◆ **OBJECTIVE**
Starting at the line in the records that contains "search for rear" and stopping after the line that contains "left=816, top=13, right=904, bottom=83", recast those lines alone as a Markdown table with an Index column for the row number and a Text column for the line, omitting blank lines.

☆ ☆ ☆ ☆ ☆

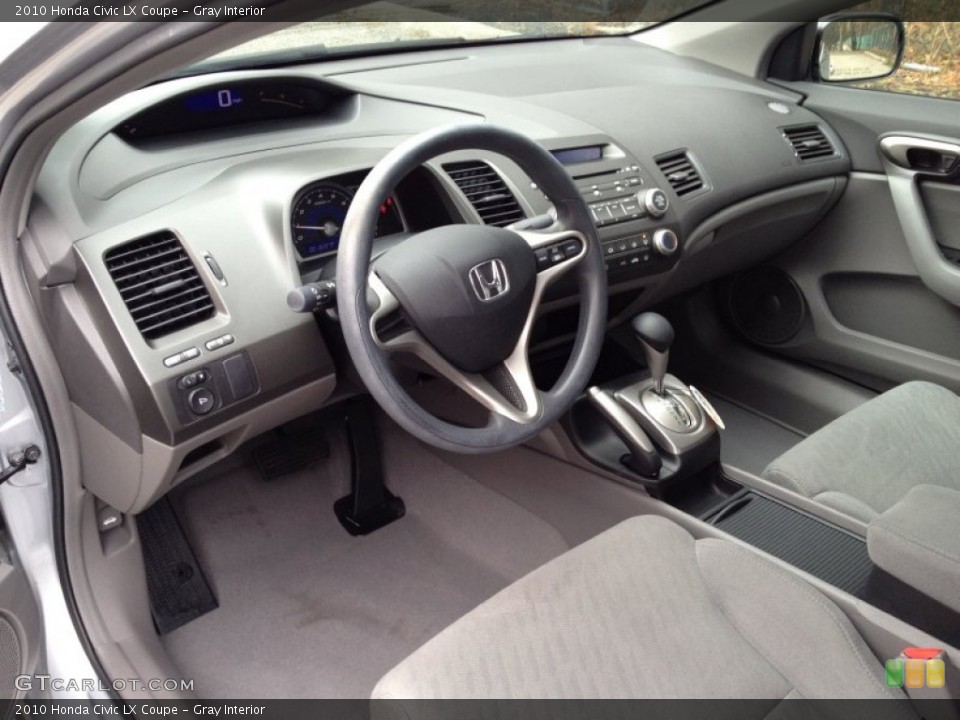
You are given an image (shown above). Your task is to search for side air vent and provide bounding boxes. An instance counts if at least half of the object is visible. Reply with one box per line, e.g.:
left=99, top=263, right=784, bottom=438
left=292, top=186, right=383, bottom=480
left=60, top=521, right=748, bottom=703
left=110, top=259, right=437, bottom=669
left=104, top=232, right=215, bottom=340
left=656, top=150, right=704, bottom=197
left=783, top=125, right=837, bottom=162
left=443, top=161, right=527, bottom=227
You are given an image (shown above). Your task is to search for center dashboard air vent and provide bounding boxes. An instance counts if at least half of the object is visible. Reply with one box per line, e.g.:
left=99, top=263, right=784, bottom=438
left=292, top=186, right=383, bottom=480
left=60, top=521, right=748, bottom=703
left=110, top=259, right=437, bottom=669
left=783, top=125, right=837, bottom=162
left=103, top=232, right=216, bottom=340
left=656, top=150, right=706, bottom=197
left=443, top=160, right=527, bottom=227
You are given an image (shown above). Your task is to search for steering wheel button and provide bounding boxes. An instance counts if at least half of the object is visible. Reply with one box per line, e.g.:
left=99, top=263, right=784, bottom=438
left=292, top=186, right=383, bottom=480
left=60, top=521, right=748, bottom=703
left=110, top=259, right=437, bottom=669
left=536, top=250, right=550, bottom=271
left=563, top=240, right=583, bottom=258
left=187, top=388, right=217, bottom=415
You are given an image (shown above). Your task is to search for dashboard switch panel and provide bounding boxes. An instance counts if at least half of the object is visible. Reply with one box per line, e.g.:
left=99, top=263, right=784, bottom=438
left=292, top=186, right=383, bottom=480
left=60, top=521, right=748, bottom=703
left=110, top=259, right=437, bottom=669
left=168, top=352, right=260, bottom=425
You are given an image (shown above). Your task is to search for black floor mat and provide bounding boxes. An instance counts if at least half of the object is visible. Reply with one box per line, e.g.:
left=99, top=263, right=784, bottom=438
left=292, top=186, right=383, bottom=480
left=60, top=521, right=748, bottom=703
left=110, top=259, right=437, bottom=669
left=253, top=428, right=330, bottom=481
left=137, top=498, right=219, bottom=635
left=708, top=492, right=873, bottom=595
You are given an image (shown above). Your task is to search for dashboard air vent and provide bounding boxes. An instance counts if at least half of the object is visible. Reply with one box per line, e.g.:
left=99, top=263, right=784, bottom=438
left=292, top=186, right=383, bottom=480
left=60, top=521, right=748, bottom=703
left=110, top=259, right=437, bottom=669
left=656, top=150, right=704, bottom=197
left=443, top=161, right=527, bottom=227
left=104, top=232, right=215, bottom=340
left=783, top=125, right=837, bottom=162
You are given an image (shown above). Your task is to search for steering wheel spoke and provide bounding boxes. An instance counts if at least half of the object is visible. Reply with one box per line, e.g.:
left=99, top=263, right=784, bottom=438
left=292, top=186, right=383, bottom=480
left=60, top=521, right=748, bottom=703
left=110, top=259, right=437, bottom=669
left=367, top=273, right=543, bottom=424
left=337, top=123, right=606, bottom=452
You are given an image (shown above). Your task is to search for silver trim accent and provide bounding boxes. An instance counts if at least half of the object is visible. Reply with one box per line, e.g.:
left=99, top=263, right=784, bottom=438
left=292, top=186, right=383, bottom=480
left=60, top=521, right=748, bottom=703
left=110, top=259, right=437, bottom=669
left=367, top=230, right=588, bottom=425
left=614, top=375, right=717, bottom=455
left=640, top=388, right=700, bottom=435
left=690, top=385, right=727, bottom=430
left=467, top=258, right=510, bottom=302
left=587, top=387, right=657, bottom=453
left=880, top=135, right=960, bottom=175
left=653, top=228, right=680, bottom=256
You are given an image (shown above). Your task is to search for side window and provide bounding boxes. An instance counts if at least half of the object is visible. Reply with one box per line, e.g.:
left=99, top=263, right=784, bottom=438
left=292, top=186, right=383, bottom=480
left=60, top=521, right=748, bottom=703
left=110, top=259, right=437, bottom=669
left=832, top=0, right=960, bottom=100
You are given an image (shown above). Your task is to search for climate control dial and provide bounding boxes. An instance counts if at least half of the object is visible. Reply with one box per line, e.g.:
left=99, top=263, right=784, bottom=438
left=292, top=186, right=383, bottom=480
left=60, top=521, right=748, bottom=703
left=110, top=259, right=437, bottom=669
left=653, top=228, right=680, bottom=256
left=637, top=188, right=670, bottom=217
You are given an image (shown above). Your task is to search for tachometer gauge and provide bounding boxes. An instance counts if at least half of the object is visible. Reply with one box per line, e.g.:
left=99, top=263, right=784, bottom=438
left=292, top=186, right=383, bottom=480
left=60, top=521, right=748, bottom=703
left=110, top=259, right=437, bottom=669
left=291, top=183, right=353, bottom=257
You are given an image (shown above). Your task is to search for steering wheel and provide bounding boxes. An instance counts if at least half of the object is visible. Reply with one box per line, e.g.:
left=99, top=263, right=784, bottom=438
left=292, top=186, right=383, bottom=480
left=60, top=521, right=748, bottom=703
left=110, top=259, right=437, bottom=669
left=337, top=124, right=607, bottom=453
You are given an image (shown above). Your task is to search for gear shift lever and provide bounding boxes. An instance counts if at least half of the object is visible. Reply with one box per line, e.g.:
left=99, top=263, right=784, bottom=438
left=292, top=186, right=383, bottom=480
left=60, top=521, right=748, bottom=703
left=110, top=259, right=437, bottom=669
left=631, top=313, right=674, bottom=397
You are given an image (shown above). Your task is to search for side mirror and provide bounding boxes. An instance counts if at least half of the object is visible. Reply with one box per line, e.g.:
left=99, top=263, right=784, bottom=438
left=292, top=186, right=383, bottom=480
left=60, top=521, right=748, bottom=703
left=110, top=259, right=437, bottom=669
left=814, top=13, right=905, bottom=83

☆ ☆ ☆ ☆ ☆

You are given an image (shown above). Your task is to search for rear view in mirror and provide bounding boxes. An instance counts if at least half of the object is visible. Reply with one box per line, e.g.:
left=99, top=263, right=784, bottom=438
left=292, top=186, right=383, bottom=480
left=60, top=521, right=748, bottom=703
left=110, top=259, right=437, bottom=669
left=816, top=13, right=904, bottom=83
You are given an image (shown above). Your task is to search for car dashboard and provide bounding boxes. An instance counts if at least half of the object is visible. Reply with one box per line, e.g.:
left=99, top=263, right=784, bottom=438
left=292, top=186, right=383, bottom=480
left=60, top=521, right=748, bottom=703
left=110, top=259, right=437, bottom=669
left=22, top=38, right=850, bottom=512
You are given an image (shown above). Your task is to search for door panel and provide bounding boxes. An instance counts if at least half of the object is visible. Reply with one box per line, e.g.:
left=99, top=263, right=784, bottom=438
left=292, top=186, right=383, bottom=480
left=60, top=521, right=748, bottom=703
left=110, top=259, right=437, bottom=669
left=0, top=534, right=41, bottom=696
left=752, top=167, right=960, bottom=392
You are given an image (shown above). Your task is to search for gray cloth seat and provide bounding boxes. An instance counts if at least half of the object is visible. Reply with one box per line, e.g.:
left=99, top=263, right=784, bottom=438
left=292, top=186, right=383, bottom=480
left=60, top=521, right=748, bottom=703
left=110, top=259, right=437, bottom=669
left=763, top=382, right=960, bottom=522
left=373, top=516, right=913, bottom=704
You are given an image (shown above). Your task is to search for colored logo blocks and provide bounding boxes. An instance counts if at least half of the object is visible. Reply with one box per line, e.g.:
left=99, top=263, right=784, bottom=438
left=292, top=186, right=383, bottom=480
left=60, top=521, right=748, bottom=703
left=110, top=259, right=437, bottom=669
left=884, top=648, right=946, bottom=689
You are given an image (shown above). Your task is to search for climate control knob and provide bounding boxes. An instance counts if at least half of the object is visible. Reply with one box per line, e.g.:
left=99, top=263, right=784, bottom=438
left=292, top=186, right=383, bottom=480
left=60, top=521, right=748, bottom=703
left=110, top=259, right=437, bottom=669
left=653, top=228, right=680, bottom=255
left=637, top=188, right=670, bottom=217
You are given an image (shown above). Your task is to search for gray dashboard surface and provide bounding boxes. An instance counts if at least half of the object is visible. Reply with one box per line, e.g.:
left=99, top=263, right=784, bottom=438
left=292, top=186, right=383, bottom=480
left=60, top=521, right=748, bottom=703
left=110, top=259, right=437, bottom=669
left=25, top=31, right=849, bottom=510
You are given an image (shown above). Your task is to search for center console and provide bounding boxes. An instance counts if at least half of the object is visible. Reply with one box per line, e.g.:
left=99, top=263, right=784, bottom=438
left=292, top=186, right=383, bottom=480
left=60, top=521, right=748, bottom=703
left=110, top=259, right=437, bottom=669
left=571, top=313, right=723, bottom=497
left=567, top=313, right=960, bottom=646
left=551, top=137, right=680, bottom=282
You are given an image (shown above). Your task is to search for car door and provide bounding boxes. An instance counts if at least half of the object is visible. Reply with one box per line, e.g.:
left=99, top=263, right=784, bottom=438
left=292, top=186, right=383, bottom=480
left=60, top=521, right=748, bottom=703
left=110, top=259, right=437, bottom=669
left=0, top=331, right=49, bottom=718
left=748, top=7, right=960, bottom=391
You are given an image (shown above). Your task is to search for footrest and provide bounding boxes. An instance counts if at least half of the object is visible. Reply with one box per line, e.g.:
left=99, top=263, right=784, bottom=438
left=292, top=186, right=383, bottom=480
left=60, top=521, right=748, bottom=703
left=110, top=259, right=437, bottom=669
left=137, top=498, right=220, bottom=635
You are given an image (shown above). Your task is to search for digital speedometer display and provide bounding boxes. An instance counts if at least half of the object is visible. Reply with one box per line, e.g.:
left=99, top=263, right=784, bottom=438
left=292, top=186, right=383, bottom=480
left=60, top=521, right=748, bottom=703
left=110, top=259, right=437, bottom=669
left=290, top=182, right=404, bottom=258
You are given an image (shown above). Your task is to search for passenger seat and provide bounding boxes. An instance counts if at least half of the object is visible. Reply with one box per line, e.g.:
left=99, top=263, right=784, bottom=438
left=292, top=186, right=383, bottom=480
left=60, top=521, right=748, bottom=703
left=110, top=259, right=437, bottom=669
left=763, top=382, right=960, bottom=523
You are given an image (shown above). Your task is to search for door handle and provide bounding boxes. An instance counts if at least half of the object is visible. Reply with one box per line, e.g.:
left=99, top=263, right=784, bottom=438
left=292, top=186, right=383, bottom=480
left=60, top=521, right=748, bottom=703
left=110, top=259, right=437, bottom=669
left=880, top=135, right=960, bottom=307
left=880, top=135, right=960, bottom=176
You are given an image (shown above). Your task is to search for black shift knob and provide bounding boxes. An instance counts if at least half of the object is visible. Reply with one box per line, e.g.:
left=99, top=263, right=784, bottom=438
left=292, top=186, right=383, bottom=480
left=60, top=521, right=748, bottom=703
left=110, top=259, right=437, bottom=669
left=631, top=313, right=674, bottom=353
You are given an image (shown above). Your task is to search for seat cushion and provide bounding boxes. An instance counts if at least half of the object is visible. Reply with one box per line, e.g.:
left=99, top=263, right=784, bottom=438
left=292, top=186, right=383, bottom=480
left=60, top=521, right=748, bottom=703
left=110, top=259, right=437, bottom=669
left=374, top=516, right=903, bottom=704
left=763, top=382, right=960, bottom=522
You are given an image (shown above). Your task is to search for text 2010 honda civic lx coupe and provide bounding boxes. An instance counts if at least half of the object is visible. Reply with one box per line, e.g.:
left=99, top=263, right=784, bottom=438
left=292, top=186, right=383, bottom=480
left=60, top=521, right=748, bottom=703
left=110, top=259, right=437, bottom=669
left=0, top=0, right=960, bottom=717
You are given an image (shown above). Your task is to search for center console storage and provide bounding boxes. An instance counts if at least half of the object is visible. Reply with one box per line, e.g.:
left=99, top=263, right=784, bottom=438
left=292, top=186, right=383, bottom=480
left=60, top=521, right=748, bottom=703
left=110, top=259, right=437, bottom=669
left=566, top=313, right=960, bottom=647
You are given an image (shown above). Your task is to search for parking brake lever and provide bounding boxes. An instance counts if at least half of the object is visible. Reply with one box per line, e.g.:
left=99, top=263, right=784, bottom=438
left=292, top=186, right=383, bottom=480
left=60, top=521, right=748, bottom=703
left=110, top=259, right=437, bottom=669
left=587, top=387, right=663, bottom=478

☆ ☆ ☆ ☆ ☆

◆ **EXERCISE RESPONSE**
| Index | Text |
|---|---|
| 1 | You are given an image (shown above). Your task is to search for rear view in mirror and provide bounding boxes. An instance counts if at least half of the object is visible. Reply with one box per line, e.g.: |
| 2 | left=99, top=263, right=784, bottom=438 |
| 3 | left=292, top=186, right=383, bottom=480 |
| 4 | left=60, top=521, right=748, bottom=703 |
| 5 | left=110, top=259, right=437, bottom=669 |
| 6 | left=816, top=13, right=904, bottom=83 |